Information received from Hezbollah during a deal carried out on the northern border yesterday is hoped to bring to a conclusion the mystery surrounding the fate of missing Israel Air Force navigator Ron Arad, sources said yesterday.
Israel and Hezbollah carried out an exchange yesterday evening at the Rosh Hanikra border crossing, which included three bodies and a seriously ill prisoner. The transaction, carried out with the help of the United Nations and the Red Cross, is the first overt sign of a mediating process that began six months ago for the release of the two abducted reservists, Eldad Regev and Ehud Goldwasser.
Israel received the body of Gabriel Dawit, a citizen who drowned near Haifa in January 2005 and who was carried by the sea to Lebanon's shores. For its part, Hezbollah received the corpses of two of its fighters killed during the Second Lebanon War.
Israel also released Hassan Aqil, from the village of Jabin.
As part of the deal, Israel also received sensitive information linked to the case of Arad, missing since 1986 when his jet crashed in Lebanon.

DATA:
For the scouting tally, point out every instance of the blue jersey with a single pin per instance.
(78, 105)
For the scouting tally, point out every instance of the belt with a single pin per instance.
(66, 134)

WORK INSTRUCTIONS:
(A) Reproduce word for word the part of the report on the Hezbollah exchange that opens with the words containing "Israel and Hezbollah" and closes with "village of Jabin.".
(B) For each statement below, say yes or no to whether the report on the Hezbollah exchange agrees with it, and quote the words of the report that settle it. (i) The exchange at Rosh Hanikra was carried out with help from the United Nations and the Red Cross. (ii) Gabriel Dawit drowned near Haifa in January 2006. (iii) Ron Arad has been missing since his jet crashed in Lebanon in 1986.

RESULTS:
(A)
Israel and Hezbollah carried out an exchange yesterday evening at the Rosh Hanikra border crossing, which included three bodies and a seriously ill prisoner. The transaction, carried out with the help of the United Nations and the Red Cross, is the first overt sign of a mediating process that began six months ago for the release of the two abducted reservists, Eldad Regev and Ehud Goldwasser.
Israel received the body of Gabriel Dawit, a citizen who drowned near Haifa in January 2005 and who was carried by the sea to Lebanon's shores. For its part, Hezbollah received the corpses of two of its fighters killed during the Second Lebanon War.
Israel also released Hassan Aqil, from the village of Jabin.

(B)
(i) Yes: "The transaction, carried out with the help of the United Nations and the Red Cross"
(ii) No: "a citizen who drowned near Haifa in January 2005"
(iii) Yes: "missing since 1986 when his jet crashed in Lebanon"